Shape labeling records:
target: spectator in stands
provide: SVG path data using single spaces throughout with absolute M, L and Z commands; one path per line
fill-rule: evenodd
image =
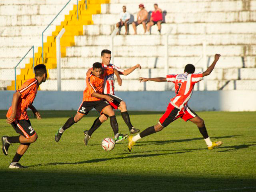
M 123 6 L 123 11 L 121 12 L 120 14 L 120 21 L 116 24 L 116 27 L 119 28 L 119 30 L 116 34 L 117 35 L 120 34 L 121 28 L 124 25 L 125 26 L 125 34 L 127 34 L 128 22 L 130 17 L 130 14 L 126 11 L 126 7 L 125 6 Z
M 148 23 L 147 26 L 147 33 L 150 33 L 150 30 L 152 26 L 156 24 L 158 28 L 159 34 L 161 34 L 161 24 L 163 21 L 163 15 L 162 10 L 158 8 L 156 3 L 154 4 L 155 10 L 152 12 L 150 20 Z M 150 33 L 151 34 L 151 33 Z
M 136 27 L 140 24 L 142 24 L 144 28 L 144 33 L 146 32 L 146 24 L 148 20 L 148 12 L 145 9 L 144 5 L 140 4 L 139 8 L 140 9 L 137 14 L 137 21 L 132 22 L 132 26 L 134 30 L 134 34 L 137 34 Z

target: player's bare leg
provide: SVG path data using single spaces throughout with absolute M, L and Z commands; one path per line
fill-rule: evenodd
M 140 132 L 140 130 L 135 128 L 131 123 L 130 119 L 130 116 L 127 111 L 126 104 L 124 101 L 122 101 L 120 102 L 120 105 L 118 107 L 118 109 L 121 110 L 121 115 L 124 121 L 127 125 L 130 133 L 133 134 Z
M 12 162 L 9 166 L 10 168 L 15 169 L 25 168 L 25 167 L 18 163 L 18 162 L 28 148 L 30 144 L 35 142 L 38 137 L 37 134 L 35 134 L 31 137 L 28 138 L 22 135 L 14 137 L 4 136 L 2 138 L 3 146 L 5 145 L 6 146 L 7 146 L 8 147 L 7 150 L 5 152 L 4 151 L 4 149 L 3 148 L 3 151 L 6 155 L 8 154 L 7 151 L 10 144 L 16 143 L 20 144 L 16 151 L 16 153 L 12 159 Z M 6 150 L 6 148 L 5 149 Z
M 202 119 L 197 116 L 190 119 L 189 120 L 197 126 L 200 133 L 203 136 L 204 139 L 207 145 L 208 149 L 212 150 L 214 147 L 218 147 L 222 144 L 223 143 L 220 141 L 212 142 L 205 127 L 204 121 Z
M 55 141 L 58 142 L 60 139 L 60 138 L 64 131 L 72 126 L 74 123 L 79 121 L 85 115 L 80 113 L 78 112 L 76 113 L 76 115 L 74 117 L 70 117 L 65 123 L 64 125 L 61 127 L 56 133 L 55 134 Z

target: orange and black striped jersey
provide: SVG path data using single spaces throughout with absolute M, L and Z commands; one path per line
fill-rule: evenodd
M 106 68 L 104 69 L 104 72 L 100 75 L 100 77 L 97 77 L 92 74 L 92 72 L 90 75 L 87 76 L 86 79 L 87 87 L 84 91 L 83 100 L 84 101 L 95 101 L 104 99 L 102 98 L 93 97 L 92 96 L 92 94 L 95 92 L 103 94 L 105 77 L 113 73 L 113 69 Z
M 36 78 L 33 78 L 26 81 L 20 88 L 17 90 L 20 93 L 20 97 L 18 102 L 15 120 L 28 119 L 26 110 L 28 106 L 33 103 L 37 93 L 38 86 L 38 81 Z M 10 117 L 12 112 L 11 106 L 9 108 L 6 117 Z

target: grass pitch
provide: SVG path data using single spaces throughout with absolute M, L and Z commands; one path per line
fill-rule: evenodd
M 0 111 L 0 136 L 17 135 Z M 223 145 L 208 151 L 198 128 L 178 119 L 161 132 L 139 140 L 131 152 L 128 141 L 103 150 L 102 140 L 112 137 L 109 120 L 102 125 L 85 146 L 83 131 L 98 116 L 91 112 L 64 133 L 54 135 L 74 111 L 42 111 L 32 118 L 39 136 L 20 163 L 29 167 L 8 169 L 18 146 L 1 154 L 1 191 L 256 191 L 256 112 L 200 112 L 212 141 Z M 141 131 L 155 124 L 162 112 L 130 112 Z M 128 129 L 117 111 L 121 133 Z

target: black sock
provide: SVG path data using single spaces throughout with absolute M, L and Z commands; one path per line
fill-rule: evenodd
M 14 155 L 14 156 L 13 158 L 13 159 L 12 159 L 12 163 L 13 162 L 18 162 L 20 159 L 20 158 L 21 158 L 21 157 L 22 156 L 22 155 L 20 155 L 18 153 L 16 153 L 15 155 Z
M 113 115 L 109 117 L 110 118 L 110 125 L 111 127 L 113 129 L 113 131 L 115 136 L 117 133 L 118 132 L 118 124 L 117 123 L 116 121 L 116 116 Z
M 206 139 L 206 138 L 208 138 L 209 136 L 208 136 L 208 134 L 207 133 L 207 131 L 206 131 L 206 128 L 205 128 L 205 126 L 204 126 L 203 127 L 198 127 L 198 129 L 199 129 L 199 131 L 202 134 L 202 135 L 204 137 L 204 139 Z
M 15 136 L 14 137 L 7 137 L 7 141 L 10 143 L 20 143 L 20 136 Z
M 95 120 L 92 126 L 92 127 L 91 127 L 91 128 L 88 131 L 88 134 L 91 136 L 93 132 L 98 129 L 102 124 L 102 123 L 100 122 L 100 118 L 98 117 Z
M 72 126 L 75 122 L 75 120 L 74 120 L 74 117 L 70 117 L 68 120 L 65 123 L 65 124 L 64 124 L 64 125 L 62 127 L 62 129 L 65 130 Z
M 130 130 L 132 129 L 133 126 L 132 126 L 132 125 L 131 123 L 131 121 L 130 120 L 130 116 L 128 114 L 128 112 L 126 111 L 124 112 L 121 112 L 121 115 L 122 115 L 122 117 L 123 118 L 124 122 L 126 123 L 126 125 L 127 125 L 127 126 L 128 126 L 129 130 Z
M 151 134 L 153 134 L 156 131 L 155 131 L 155 128 L 154 128 L 154 126 L 152 126 L 152 127 L 148 127 L 140 133 L 140 137 L 142 138 L 142 137 L 151 135 Z

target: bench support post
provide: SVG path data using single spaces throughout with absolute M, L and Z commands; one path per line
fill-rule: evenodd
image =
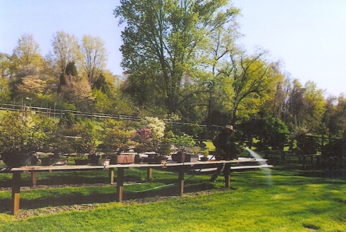
M 179 195 L 183 195 L 184 193 L 184 170 L 182 168 L 179 169 L 178 186 L 179 188 Z
M 12 177 L 12 214 L 18 215 L 19 213 L 19 200 L 21 195 L 21 173 L 14 172 Z
M 122 202 L 122 192 L 124 191 L 124 168 L 118 168 L 118 176 L 116 177 L 116 201 Z

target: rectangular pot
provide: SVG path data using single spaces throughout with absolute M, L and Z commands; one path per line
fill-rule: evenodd
M 134 163 L 135 155 L 115 155 L 111 156 L 111 164 L 128 164 Z

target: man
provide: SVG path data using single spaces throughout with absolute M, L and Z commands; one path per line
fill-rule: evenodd
M 212 144 L 216 148 L 215 158 L 221 157 L 222 160 L 226 160 L 237 158 L 239 152 L 234 139 L 234 132 L 233 126 L 227 125 L 212 141 Z M 224 168 L 225 164 L 220 164 L 220 166 L 210 178 L 210 181 L 215 182 L 219 175 L 224 171 Z M 224 173 L 225 172 L 224 172 Z

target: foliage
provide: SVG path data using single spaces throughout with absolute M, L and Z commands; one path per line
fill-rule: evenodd
M 117 152 L 120 154 L 136 144 L 131 140 L 134 131 L 127 130 L 123 125 L 112 119 L 107 119 L 100 132 L 102 144 L 99 148 L 106 153 Z
M 134 151 L 138 153 L 146 151 L 151 151 L 150 134 L 152 131 L 149 128 L 139 128 L 136 130 L 131 139 L 136 142 Z
M 171 139 L 174 146 L 181 150 L 187 150 L 189 147 L 192 147 L 196 144 L 193 137 L 187 134 L 176 135 Z
M 295 139 L 296 151 L 301 155 L 316 154 L 320 147 L 318 141 L 311 135 L 300 135 Z
M 30 111 L 6 113 L 0 124 L 0 151 L 15 155 L 42 149 L 48 139 L 45 120 Z
M 158 153 L 160 147 L 161 148 L 161 151 L 164 151 L 165 149 L 163 148 L 165 146 L 165 145 L 164 145 L 165 142 L 164 141 L 165 122 L 158 117 L 145 117 L 142 120 L 141 123 L 144 129 L 149 129 L 150 131 L 150 133 L 147 134 L 149 136 L 149 146 L 157 153 Z
M 96 146 L 98 133 L 95 126 L 91 122 L 78 124 L 77 127 L 78 136 L 74 137 L 73 146 L 78 154 L 91 153 Z
M 104 42 L 98 37 L 84 35 L 82 39 L 81 50 L 84 70 L 89 82 L 93 85 L 106 67 L 107 54 Z
M 199 187 L 201 185 L 196 183 L 201 183 L 203 186 L 209 187 L 208 193 L 187 194 L 183 197 L 165 197 L 164 200 L 145 204 L 113 202 L 112 196 L 116 189 L 112 185 L 29 189 L 21 192 L 21 199 L 23 200 L 21 207 L 24 208 L 31 202 L 36 202 L 36 206 L 39 206 L 40 203 L 44 205 L 48 204 L 52 207 L 36 209 L 28 207 L 30 209 L 28 211 L 33 211 L 34 215 L 26 219 L 8 215 L 7 213 L 1 213 L 0 230 L 52 232 L 163 230 L 260 231 L 264 228 L 268 231 L 345 230 L 345 180 L 331 180 L 316 175 L 307 177 L 308 173 L 302 173 L 301 170 L 288 171 L 277 169 L 281 168 L 274 168 L 271 175 L 266 175 L 267 173 L 263 171 L 233 173 L 232 179 L 234 181 L 231 184 L 232 189 L 222 188 L 222 191 L 220 188 L 223 188 L 224 183 L 221 178 L 216 183 L 207 184 L 208 176 L 196 175 L 185 180 L 185 189 Z M 138 168 L 131 168 L 127 170 L 127 173 L 130 176 L 144 178 L 146 171 L 143 169 L 139 172 Z M 46 175 L 51 175 L 47 182 L 52 182 L 57 180 L 79 180 L 85 176 L 93 177 L 100 175 L 104 177 L 103 180 L 107 180 L 108 172 L 42 173 L 38 178 Z M 1 177 L 5 175 L 6 174 L 2 174 Z M 71 176 L 76 177 L 71 178 Z M 155 181 L 124 186 L 124 189 L 147 191 L 176 180 L 176 173 L 156 170 L 153 171 L 153 176 Z M 30 178 L 30 174 L 27 175 L 27 180 Z M 172 188 L 166 187 L 166 190 L 172 193 L 174 191 L 174 188 L 176 186 Z M 155 195 L 162 193 L 153 191 L 153 193 L 158 193 Z M 1 191 L 1 202 L 10 201 L 10 191 Z M 138 197 L 140 194 L 143 195 L 143 193 L 138 193 Z M 95 203 L 98 200 L 102 203 Z M 78 210 L 57 211 L 55 211 L 57 209 L 53 207 L 89 201 L 94 204 L 81 205 Z M 270 203 L 264 203 L 267 202 Z M 260 202 L 261 207 L 259 207 Z M 26 211 L 26 209 L 25 207 L 23 211 Z M 230 211 L 230 209 L 233 210 Z M 52 213 L 53 211 L 55 212 Z M 251 212 L 251 220 L 244 220 L 249 212 Z M 124 215 L 131 215 L 131 217 L 124 217 Z M 167 217 L 167 215 L 170 216 Z M 233 220 L 227 220 L 230 215 Z M 153 220 L 154 218 L 156 220 Z
M 184 91 L 183 78 L 196 79 L 208 37 L 239 13 L 228 3 L 130 0 L 122 1 L 114 10 L 119 23 L 127 23 L 122 32 L 122 66 L 136 79 L 145 79 L 143 87 L 159 95 L 168 113 L 176 113 L 192 95 Z
M 42 66 L 43 59 L 40 52 L 39 46 L 34 40 L 33 35 L 23 35 L 18 40 L 17 46 L 13 50 L 11 57 L 13 61 L 12 68 L 18 70 L 29 65 Z
M 78 77 L 66 76 L 66 84 L 61 87 L 63 97 L 69 103 L 84 110 L 92 109 L 94 97 L 88 81 Z

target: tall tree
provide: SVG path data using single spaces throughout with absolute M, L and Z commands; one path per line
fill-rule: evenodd
M 182 90 L 182 78 L 201 61 L 208 37 L 235 19 L 239 10 L 228 0 L 121 0 L 114 10 L 122 32 L 122 66 L 140 74 L 161 96 L 169 113 L 176 113 L 191 93 Z
M 0 72 L 1 78 L 4 78 L 5 77 L 10 77 L 10 66 L 11 61 L 10 56 L 6 53 L 0 52 Z
M 249 56 L 245 52 L 235 51 L 230 53 L 228 62 L 220 71 L 223 81 L 219 88 L 225 97 L 230 98 L 224 101 L 224 105 L 225 110 L 230 112 L 228 122 L 232 125 L 258 113 L 275 93 L 279 77 L 273 69 L 275 64 L 264 59 L 265 55 Z
M 65 79 L 66 84 L 61 89 L 63 97 L 80 110 L 92 110 L 95 97 L 88 80 L 73 76 L 66 76 Z
M 80 58 L 80 50 L 78 41 L 74 35 L 64 31 L 57 32 L 52 41 L 53 59 L 60 70 L 60 84 L 66 83 L 66 69 L 71 62 L 78 62 Z
M 104 41 L 98 37 L 84 35 L 82 39 L 83 68 L 91 86 L 106 68 L 107 54 Z

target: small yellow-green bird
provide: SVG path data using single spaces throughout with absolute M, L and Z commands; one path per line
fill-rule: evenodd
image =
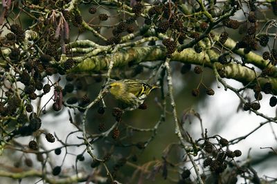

#### REQUIREMENTS:
Copy out the item lines from the line with "target: black sock" up to and including the line with "M 72 126 L 75", unchanged.

#### ANSWER:
target: black sock
provide: SVG path data using single spaces throughout with absolute M, L and Z commands; one path per line
fill-rule: evenodd
M 14 155 L 14 156 L 13 158 L 13 159 L 12 159 L 12 163 L 13 162 L 18 162 L 20 159 L 20 158 L 21 158 L 21 157 L 22 156 L 22 155 L 20 155 L 18 153 L 16 153 L 15 155 Z
M 113 115 L 109 117 L 110 118 L 110 125 L 111 127 L 113 129 L 113 131 L 115 136 L 117 133 L 118 132 L 118 124 L 117 123 L 116 121 L 116 116 Z
M 206 139 L 206 138 L 208 138 L 209 136 L 208 136 L 208 134 L 207 133 L 207 131 L 206 131 L 206 128 L 205 128 L 205 126 L 204 126 L 203 127 L 198 127 L 198 129 L 199 129 L 199 131 L 202 134 L 202 135 L 204 137 L 204 139 Z
M 15 136 L 14 137 L 7 137 L 7 141 L 10 143 L 20 143 L 20 136 Z
M 95 120 L 92 126 L 92 127 L 91 127 L 91 128 L 88 131 L 88 134 L 91 136 L 93 132 L 98 129 L 102 124 L 102 123 L 100 122 L 100 118 L 98 117 Z
M 72 126 L 75 122 L 75 120 L 74 120 L 74 117 L 70 117 L 68 120 L 65 123 L 65 124 L 64 124 L 64 125 L 62 127 L 62 129 L 65 130 Z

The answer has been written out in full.